### [TRECHO FORNECIDO]
-------------------------

Apesar de sua popularidade, com o passar do tempo o entrudo passou a ser visto com “maus olhos”: em 1847, através do código de posturas municipais, a brincadeira foi proibida e multas foram estipuladas para quem desobedecesse (Livro de Registros de Posturas Municipais de 1829 a 1888.4 dez 1829. Porto Alegre, Typ. Do Comercio, 1847). Os jornais passaram a fazer campanhas contra o jogo, ressaltando os prejuízos físicos e morais que a brincadeira trazia. Entre os argumentos mais utilizados pela imprensa porto-alegrense para condenar as práticas do entrudo estava o que atribuía ao jogo um caráter de ameaça à saúde pública, utilizando as recentes epidemias[2] ocorridas na capital como forma de amedrontar os foliões e dissuadi-los de entrudar. O jornal A Reforma argumentava que:
Ainda menos conveniente se pode dizer que é este jogo para as damas, pois não se dão bem com água fria, e mais de uma donzela robusta e viçosa tem deixado de ver o carnaval seguinte por haver sido arrebatada pela tísica, provocadas pelas águas aromáticas do limão (A Reforma, 15 de fevereiro de 1871).
O tifo, a tísica, e a febre eram lembrados com o intuito de amedrontar aos foliões, sobretudo o público feminino. Beatriz Weber (1992, p.8) pontua que “os discursos sobre higiene nesse período fundamentavam uma determinada concepção das relações sociais, definiam um procedimento de ordenação das mesmas que combinava saúde física com moral, sendo esta a dimensão da noção de progresso”. É isso o que vemos no carnaval: a tentativa de controle e ordenação das práticas carnavalescas através de um discurso sanitário, incutindo no imaginário social a noção de que esse era uma brincadeira rude e atrasada, sendo as protagonistas dessa brincadeira (as mulheres) as principais destinatárias dessas recomendações.

-------------------------

### [O PROBLEMA]
Transcreva, do trecho sobre o entrudo, a parte que vai de "O tifo, a tísica, e" até "destinatárias dessas recomendações.", incluindo essas palavras. Use somente o trecho sobre o entrudo como fonte.

### [MATERIAL FORNECIDO]
-------------------------

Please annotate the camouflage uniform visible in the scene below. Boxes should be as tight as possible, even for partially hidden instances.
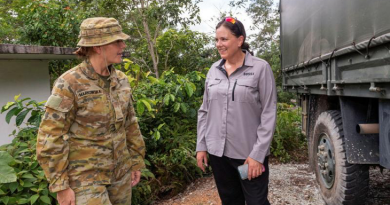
[37,16,145,205]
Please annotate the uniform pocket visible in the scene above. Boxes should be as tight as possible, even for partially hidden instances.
[206,79,222,100]
[118,88,131,117]
[234,79,259,103]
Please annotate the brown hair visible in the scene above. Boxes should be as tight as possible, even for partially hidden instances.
[215,17,253,55]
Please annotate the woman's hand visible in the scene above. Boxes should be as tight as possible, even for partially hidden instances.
[244,157,263,180]
[57,188,76,205]
[131,170,141,187]
[196,151,208,172]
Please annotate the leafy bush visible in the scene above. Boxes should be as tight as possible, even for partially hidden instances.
[125,61,205,204]
[271,103,305,162]
[0,95,56,204]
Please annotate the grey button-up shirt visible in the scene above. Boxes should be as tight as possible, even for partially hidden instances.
[196,52,276,163]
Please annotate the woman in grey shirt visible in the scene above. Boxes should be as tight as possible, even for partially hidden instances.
[196,17,276,205]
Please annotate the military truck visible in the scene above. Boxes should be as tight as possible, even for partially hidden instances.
[279,0,390,204]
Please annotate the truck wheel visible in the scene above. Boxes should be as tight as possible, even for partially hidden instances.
[312,110,369,205]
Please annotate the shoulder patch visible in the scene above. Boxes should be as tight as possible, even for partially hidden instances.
[45,95,62,108]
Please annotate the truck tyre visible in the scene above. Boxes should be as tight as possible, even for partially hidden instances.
[312,110,369,205]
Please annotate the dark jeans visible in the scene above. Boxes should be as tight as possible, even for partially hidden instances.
[209,154,270,205]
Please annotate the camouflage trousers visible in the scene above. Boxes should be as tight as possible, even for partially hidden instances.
[72,171,131,205]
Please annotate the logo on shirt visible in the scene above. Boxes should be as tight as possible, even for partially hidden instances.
[77,90,102,97]
[244,73,255,75]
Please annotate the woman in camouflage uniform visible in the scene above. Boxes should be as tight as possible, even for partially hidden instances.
[37,17,145,205]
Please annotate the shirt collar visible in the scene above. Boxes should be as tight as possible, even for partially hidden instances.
[217,50,253,70]
[80,60,118,80]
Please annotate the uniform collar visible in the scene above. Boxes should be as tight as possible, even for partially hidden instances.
[80,60,118,81]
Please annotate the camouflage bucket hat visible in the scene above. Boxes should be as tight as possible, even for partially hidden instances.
[77,17,130,47]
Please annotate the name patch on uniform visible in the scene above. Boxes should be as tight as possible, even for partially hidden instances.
[244,73,255,75]
[77,90,102,97]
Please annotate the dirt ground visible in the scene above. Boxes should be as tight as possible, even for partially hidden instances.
[155,163,390,205]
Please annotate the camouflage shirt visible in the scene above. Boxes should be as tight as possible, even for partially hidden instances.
[37,62,145,192]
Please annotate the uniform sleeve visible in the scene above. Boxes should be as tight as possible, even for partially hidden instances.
[196,79,208,152]
[249,63,277,163]
[125,95,145,171]
[37,80,75,192]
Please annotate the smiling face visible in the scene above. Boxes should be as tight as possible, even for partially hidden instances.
[101,40,126,65]
[215,26,244,60]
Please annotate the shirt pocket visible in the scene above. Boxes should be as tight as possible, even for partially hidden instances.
[118,88,131,117]
[207,79,222,100]
[232,79,259,103]
[72,92,113,137]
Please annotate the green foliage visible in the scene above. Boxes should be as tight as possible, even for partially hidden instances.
[125,61,205,204]
[271,103,305,162]
[157,29,219,74]
[0,95,56,205]
[20,0,83,47]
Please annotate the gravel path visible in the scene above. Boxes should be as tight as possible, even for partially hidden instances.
[155,164,390,205]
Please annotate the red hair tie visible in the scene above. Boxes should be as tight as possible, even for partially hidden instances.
[225,17,236,24]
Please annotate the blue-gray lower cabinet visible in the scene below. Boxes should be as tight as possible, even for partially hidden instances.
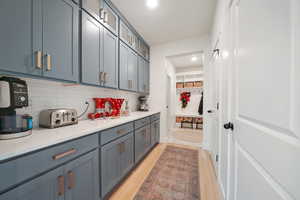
[101,132,134,198]
[0,0,42,76]
[0,167,65,200]
[134,125,151,163]
[64,149,100,200]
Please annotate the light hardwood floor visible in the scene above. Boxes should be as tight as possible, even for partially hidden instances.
[109,144,220,200]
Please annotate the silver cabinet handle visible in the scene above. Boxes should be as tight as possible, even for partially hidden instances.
[99,8,104,19]
[68,171,75,190]
[103,72,108,83]
[128,80,130,89]
[57,176,65,196]
[99,72,104,84]
[35,51,42,69]
[46,54,52,71]
[52,149,77,160]
[103,11,108,23]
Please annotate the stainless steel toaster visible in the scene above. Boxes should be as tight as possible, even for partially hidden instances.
[39,109,78,128]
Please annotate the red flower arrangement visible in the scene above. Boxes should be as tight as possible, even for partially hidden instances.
[180,92,191,108]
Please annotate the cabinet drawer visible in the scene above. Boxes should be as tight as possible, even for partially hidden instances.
[150,113,160,122]
[100,122,133,145]
[134,117,150,129]
[0,134,99,192]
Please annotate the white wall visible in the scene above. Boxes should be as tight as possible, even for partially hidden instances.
[17,78,138,127]
[149,36,210,142]
[175,88,202,115]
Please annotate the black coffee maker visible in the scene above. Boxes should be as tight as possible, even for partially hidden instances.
[0,76,32,140]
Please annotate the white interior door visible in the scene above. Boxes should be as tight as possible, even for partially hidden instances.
[206,45,220,170]
[219,10,232,199]
[230,0,300,200]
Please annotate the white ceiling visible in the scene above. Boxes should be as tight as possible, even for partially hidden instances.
[168,53,202,69]
[111,0,217,45]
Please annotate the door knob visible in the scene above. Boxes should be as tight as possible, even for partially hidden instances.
[224,122,234,131]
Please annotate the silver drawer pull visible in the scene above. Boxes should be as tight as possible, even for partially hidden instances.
[46,54,52,71]
[35,51,42,69]
[57,176,65,196]
[52,149,77,160]
[117,129,126,135]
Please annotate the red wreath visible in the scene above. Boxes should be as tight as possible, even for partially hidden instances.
[180,92,191,108]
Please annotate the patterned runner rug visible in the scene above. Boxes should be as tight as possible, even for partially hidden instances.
[134,146,200,200]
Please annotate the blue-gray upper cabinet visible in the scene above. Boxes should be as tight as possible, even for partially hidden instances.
[43,0,79,81]
[81,11,103,85]
[119,41,129,90]
[0,0,42,75]
[0,167,65,200]
[119,41,138,91]
[102,28,119,88]
[81,0,104,21]
[64,149,100,200]
[81,0,119,35]
[101,133,134,198]
[138,56,150,93]
[120,20,139,50]
[100,1,119,35]
[0,0,79,81]
[81,11,119,88]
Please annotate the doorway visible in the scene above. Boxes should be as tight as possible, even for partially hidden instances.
[167,52,204,146]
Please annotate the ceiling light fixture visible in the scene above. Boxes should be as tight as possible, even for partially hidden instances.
[191,56,198,62]
[147,0,158,9]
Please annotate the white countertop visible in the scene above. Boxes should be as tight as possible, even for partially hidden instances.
[175,113,202,117]
[0,111,159,161]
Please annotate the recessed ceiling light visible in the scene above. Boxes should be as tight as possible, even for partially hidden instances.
[191,56,198,62]
[147,0,158,9]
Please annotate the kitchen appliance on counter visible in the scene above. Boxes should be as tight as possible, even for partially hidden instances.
[39,108,78,128]
[0,76,32,140]
[139,96,149,111]
[88,98,124,119]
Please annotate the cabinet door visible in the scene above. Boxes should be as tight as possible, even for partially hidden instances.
[155,120,160,143]
[138,56,145,93]
[121,133,134,177]
[100,1,119,35]
[81,12,103,85]
[145,125,151,153]
[81,0,103,21]
[65,150,100,200]
[134,127,147,163]
[144,61,150,93]
[0,0,42,75]
[43,0,79,81]
[151,122,157,146]
[101,141,121,197]
[0,168,65,200]
[128,49,138,91]
[102,28,118,88]
[119,41,129,90]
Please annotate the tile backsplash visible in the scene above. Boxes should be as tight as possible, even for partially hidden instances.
[17,78,139,127]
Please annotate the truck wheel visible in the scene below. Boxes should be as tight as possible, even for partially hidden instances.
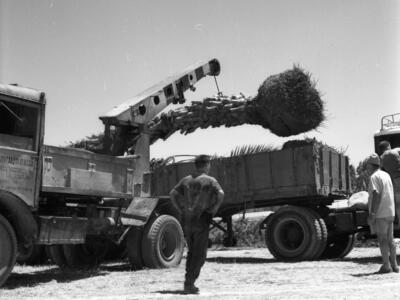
[265,206,323,260]
[142,215,184,268]
[0,215,17,286]
[46,245,67,268]
[126,227,144,270]
[63,237,108,269]
[321,234,356,259]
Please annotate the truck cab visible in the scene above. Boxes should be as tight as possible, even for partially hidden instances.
[0,84,45,209]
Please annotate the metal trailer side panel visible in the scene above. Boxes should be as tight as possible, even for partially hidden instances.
[153,145,349,208]
[42,146,135,198]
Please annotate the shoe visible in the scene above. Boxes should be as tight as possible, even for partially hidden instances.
[377,266,392,274]
[183,284,200,294]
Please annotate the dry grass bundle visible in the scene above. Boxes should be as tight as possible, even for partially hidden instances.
[253,66,325,136]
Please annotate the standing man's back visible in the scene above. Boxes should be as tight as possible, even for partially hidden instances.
[170,155,224,294]
[379,141,400,227]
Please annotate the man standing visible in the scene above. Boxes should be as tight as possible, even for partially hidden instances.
[367,153,399,273]
[170,155,224,294]
[379,141,400,226]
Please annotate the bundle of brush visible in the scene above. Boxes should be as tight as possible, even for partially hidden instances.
[150,66,324,142]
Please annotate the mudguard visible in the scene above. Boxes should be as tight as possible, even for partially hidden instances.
[121,197,159,226]
[0,190,38,247]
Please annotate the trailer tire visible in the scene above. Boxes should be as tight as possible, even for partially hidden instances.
[310,210,328,260]
[222,236,237,247]
[0,215,17,286]
[126,227,144,270]
[142,215,184,268]
[321,234,356,259]
[265,205,323,261]
[46,245,67,269]
[63,237,109,269]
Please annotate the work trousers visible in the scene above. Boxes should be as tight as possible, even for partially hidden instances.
[392,177,400,221]
[183,214,211,285]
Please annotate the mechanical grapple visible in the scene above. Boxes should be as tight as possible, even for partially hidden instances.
[149,66,324,142]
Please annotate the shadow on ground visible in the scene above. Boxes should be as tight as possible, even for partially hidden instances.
[338,256,382,265]
[206,257,278,264]
[2,267,108,290]
[154,290,186,295]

-------------------------

### [RESPOSTA DO EXERCÍCIO]
O tifo, a tísica, e a febre eram lembrados com o intuito de amedrontar aos foliões, sobretudo o público feminino. Beatriz Weber (1992, p.8) pontua que “os discursos sobre higiene nesse período fundamentavam uma determinada concepção das relações sociais, definiam um procedimento de ordenação das mesmas que combinava saúde física com moral, sendo esta a dimensão da noção de progresso”. É isso o que vemos no carnaval: a tentativa de controle e ordenação das práticas carnavalescas através de um discurso sanitário, incutindo no imaginário social a noção de que esse era uma brincadeira rude e atrasada, sendo as protagonistas dessa brincadeira (as mulheres) as principais destinatárias dessas recomendações.